PASSAGE FOR REVIEW →
It is otherwise with the second article of the Creed, "I believe in Jesus Christ His only Son our Lord," which expresses doctrines so hotly disputed that they prove the saying true, "This child is set for a sign which shall be spoken against."[029]It is rejected by the Jew and the Mohammedan, and finds opponents in many who profess to accept the Scriptures of the Old and New Testaments as a Divine revelation, and to regard the exemplary life of Jesus as a model to be copied, while they deny His Divine origin, His sacrificial death, and His universal authority.
The early controversies concerning the Second Person of the Trinity were disputes regarding His nature and the relation in which He stands to the Father. Certain heretics affirmed that Jesus was a mere man, selected by God and specially endowed with the gift of His Spirit. Others maintained that Christ was not God, but a created spirit, nearest to the Father in dignity, who took upon Him human nature, and, having finished the work appointed Him on earth, went up again to God the Father. One class, the Ebionites, regarded Him as a being essentially human, though begotten of the Spirit, by whom He was anointed above measure; while another, the Docetae, regarded Him as a Divine Being seemingly bearing human form and united with the man Jesus. These views were finally rejected by the Catholic Church, because they conflicted with the Word of God which affirms the true Divinity of the Son of God, the true humanity of the Son of Man, and the true union of the two natures of God and man in One Person, Jesus Christ.

EXERCISE DATA →
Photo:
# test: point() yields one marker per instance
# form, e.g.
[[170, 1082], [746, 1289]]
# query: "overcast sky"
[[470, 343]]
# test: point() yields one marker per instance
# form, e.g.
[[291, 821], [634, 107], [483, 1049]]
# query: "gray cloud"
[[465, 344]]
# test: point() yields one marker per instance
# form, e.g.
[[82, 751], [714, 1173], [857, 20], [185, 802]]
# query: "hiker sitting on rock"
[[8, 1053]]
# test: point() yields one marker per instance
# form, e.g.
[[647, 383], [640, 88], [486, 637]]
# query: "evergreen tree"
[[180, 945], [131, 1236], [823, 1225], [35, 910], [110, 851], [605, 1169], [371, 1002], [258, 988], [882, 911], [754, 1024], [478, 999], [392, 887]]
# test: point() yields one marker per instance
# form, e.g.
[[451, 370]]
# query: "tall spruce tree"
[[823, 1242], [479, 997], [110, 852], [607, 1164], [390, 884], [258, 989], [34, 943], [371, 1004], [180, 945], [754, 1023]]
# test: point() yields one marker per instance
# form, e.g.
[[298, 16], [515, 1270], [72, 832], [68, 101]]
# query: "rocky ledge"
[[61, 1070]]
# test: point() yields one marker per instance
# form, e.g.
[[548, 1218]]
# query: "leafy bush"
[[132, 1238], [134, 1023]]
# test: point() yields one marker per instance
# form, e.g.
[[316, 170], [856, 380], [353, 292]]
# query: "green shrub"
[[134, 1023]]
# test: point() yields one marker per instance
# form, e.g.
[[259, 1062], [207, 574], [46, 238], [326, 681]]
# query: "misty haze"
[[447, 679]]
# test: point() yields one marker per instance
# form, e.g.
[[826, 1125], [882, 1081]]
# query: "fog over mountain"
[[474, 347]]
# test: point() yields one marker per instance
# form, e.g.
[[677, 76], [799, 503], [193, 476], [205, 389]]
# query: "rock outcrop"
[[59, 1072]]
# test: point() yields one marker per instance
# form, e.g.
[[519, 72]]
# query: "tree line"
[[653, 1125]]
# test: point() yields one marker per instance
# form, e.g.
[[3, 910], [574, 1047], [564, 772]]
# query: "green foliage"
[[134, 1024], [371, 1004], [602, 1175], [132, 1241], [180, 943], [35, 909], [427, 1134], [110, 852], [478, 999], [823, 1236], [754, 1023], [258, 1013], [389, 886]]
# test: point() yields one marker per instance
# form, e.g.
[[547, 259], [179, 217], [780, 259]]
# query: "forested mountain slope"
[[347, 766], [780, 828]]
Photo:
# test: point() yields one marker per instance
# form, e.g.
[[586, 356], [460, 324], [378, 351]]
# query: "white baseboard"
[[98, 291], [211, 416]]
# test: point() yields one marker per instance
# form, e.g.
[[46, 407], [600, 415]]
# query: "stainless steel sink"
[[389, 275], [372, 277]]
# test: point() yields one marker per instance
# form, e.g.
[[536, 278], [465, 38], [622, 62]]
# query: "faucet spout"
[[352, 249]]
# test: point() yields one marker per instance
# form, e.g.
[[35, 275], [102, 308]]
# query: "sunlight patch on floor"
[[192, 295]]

TASK A → Switch "opponents" to "adversaries" and write out the passage on the second article of the Creed from "It is otherwise" up to and including "His universal authority.".
TASK B → State whether each statement agrees with the passage on the second article of the Creed, answering yes or no and quoting the deciding words: (i) The Ebionites regarded Christ as a being essentially human. (ii) The Catholic Church accepted the view of the Docetae. (iii) The early controversies about the Second Person of the Trinity concerned His sacrificial death.

EXERCISE RESPONSE A →
It is otherwise with the second article of the Creed, "I believe in Jesus Christ His only Son our Lord," which expresses doctrines so hotly disputed that they prove the saying true, "This child is set for a sign which shall be spoken against."[029]It is rejected by the Jew and the Mohammedan, and finds adversaries in many who profess to accept the Scriptures of the Old and New Testaments as a Divine revelation, and to regard the exemplary life of Jesus as a model to be copied, while they deny His Divine origin, His sacrificial death, and His universal authority.

EXERCISE RESPONSE B →
(i) Yes: "One class, the Ebionites, regarded Him as a being essentially human, though begotten of the Spirit."
(ii) No: "These views were finally rejected by the Catholic Church."
(iii) No: "were disputes regarding His nature and the relation in which He stands to the Father."